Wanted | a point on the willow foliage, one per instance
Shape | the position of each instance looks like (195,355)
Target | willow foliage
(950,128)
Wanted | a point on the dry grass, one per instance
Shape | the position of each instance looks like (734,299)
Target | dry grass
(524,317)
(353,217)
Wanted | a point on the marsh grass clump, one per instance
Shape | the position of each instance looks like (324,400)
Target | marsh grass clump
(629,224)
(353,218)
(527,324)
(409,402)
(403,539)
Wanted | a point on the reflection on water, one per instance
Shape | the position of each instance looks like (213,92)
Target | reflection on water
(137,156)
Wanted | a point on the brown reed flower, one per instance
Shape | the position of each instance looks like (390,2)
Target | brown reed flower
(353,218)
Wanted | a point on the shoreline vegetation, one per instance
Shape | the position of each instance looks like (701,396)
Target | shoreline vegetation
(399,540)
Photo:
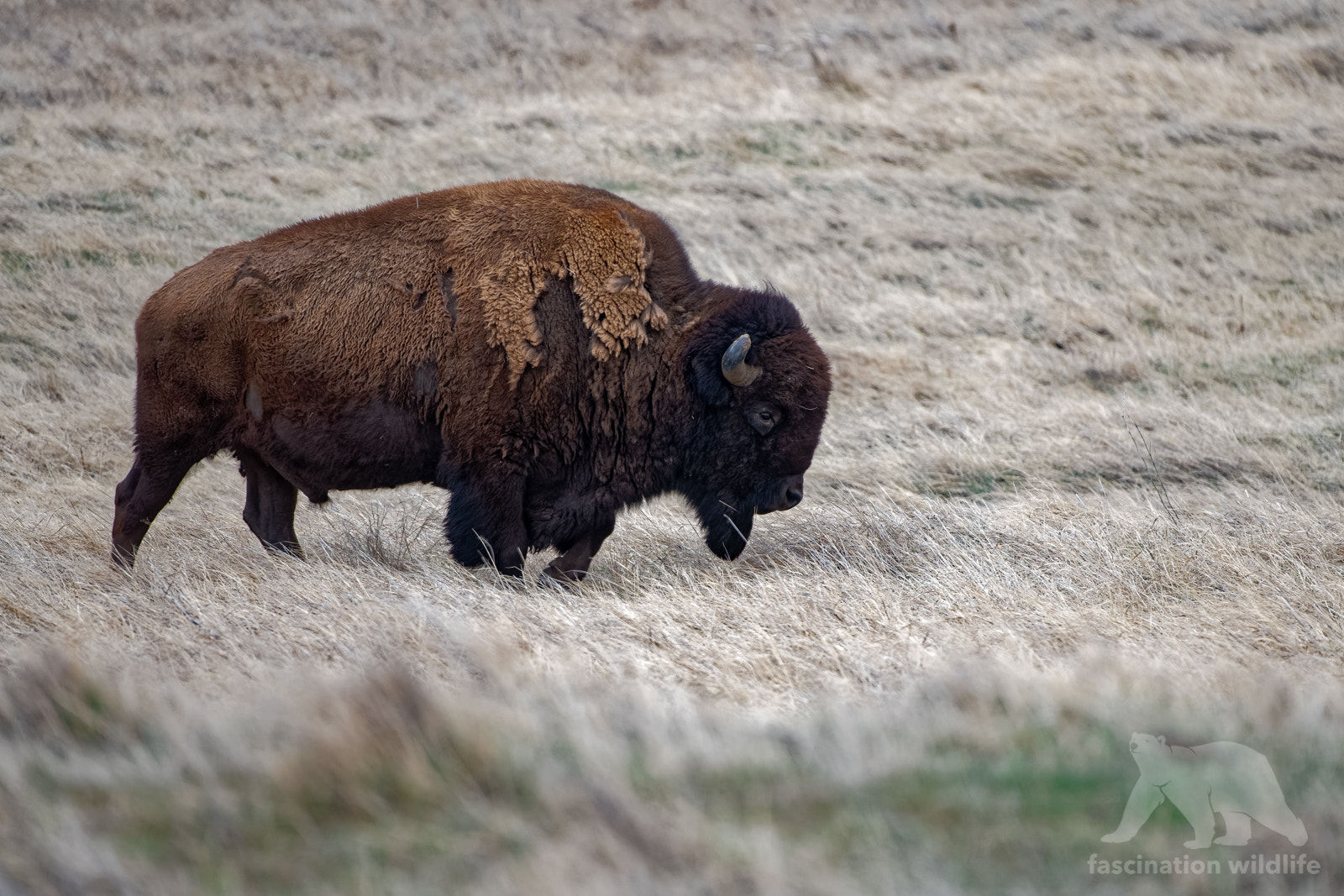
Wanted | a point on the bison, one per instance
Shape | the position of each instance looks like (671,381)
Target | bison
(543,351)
# # # # #
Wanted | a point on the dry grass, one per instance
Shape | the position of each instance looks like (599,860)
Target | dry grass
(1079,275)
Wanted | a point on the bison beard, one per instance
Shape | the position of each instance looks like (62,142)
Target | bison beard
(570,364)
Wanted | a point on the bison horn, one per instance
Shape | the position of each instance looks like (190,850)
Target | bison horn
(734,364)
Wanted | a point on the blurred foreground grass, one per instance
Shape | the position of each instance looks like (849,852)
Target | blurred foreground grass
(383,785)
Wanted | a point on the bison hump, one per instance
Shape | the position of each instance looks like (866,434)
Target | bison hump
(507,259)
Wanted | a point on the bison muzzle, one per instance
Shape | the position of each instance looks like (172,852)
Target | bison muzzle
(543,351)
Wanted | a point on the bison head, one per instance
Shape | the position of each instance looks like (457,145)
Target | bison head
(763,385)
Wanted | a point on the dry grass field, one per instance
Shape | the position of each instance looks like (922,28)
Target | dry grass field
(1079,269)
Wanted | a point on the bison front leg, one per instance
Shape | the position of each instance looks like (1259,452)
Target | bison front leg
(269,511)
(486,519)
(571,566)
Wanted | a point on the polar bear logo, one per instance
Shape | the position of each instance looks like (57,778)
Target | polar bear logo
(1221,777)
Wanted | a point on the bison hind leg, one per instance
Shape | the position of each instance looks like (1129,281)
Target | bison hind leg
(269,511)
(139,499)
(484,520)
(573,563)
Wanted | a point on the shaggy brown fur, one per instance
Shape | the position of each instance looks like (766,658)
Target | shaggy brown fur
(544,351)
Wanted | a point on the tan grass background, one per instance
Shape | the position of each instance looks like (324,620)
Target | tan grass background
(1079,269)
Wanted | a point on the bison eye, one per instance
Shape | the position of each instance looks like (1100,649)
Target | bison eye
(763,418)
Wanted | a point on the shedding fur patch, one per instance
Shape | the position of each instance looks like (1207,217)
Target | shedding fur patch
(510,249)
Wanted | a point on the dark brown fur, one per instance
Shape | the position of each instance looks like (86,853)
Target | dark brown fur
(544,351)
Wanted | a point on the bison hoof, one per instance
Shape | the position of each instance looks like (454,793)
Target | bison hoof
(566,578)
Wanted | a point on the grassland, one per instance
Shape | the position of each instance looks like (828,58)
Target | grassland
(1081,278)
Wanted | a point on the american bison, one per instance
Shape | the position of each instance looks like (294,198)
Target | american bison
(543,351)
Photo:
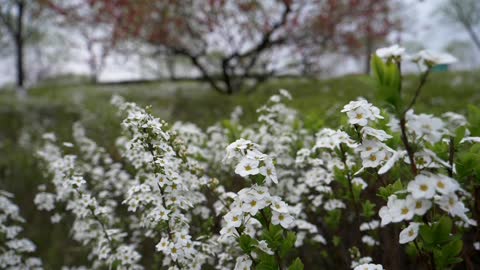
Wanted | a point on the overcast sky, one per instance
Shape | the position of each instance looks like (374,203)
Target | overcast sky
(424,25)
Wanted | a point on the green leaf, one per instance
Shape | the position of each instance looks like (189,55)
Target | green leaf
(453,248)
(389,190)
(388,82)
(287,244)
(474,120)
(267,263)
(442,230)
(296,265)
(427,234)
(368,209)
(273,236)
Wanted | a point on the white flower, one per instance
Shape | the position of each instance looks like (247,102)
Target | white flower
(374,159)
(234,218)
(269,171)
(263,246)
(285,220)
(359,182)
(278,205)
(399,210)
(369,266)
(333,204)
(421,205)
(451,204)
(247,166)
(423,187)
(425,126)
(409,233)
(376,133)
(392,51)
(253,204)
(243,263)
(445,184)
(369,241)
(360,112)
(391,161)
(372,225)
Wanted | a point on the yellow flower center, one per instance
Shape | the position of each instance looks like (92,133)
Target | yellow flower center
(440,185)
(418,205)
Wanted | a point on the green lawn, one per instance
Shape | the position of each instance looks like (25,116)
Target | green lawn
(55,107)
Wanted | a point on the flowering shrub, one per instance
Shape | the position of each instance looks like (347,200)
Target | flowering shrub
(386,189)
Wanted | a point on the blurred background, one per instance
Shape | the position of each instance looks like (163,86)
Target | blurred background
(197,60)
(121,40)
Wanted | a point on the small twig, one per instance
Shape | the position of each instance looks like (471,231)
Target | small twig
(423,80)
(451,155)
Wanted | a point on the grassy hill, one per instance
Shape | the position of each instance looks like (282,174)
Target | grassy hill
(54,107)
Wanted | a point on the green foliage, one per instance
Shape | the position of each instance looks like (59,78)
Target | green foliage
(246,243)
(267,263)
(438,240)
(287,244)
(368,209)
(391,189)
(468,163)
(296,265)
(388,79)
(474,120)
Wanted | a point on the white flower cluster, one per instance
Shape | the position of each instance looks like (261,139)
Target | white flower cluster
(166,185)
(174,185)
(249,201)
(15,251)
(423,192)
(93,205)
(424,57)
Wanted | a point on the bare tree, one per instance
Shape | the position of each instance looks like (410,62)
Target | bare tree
# # # # #
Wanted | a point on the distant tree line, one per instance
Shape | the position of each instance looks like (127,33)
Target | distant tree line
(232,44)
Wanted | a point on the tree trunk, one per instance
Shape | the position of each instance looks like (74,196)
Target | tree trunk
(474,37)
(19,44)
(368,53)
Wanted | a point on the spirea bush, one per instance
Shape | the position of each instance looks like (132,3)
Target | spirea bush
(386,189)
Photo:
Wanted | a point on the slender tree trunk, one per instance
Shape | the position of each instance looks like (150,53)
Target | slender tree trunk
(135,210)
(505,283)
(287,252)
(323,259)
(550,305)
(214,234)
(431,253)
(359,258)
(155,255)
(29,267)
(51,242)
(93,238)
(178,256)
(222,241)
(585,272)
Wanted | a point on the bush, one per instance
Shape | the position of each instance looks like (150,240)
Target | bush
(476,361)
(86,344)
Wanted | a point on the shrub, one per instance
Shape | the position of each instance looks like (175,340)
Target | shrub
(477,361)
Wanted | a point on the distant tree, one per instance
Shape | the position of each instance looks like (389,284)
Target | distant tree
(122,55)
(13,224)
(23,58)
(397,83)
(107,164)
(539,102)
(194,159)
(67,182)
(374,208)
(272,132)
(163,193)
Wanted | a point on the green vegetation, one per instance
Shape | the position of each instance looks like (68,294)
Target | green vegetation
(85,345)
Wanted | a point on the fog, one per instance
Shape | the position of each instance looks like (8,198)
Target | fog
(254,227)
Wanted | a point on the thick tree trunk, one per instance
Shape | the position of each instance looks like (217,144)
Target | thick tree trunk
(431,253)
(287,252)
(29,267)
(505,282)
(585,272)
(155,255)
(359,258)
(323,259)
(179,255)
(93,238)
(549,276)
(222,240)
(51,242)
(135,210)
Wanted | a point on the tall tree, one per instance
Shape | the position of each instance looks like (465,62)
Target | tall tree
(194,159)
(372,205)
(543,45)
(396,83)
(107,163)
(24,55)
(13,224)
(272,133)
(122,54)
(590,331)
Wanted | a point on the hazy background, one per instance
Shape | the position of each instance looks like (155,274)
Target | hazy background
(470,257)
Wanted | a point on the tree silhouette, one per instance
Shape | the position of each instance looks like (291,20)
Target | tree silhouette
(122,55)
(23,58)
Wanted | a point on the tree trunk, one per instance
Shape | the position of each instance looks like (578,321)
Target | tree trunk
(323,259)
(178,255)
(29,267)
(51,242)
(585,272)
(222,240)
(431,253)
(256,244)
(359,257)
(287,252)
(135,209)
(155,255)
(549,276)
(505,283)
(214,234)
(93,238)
# # # # #
WHAT THE TASK ASKS:
Show, copied in full, each line above that contains the word "yellow".

THE RESPONSE:
Wanted | a point on the yellow flower center, one per instance
Target | yellow flower center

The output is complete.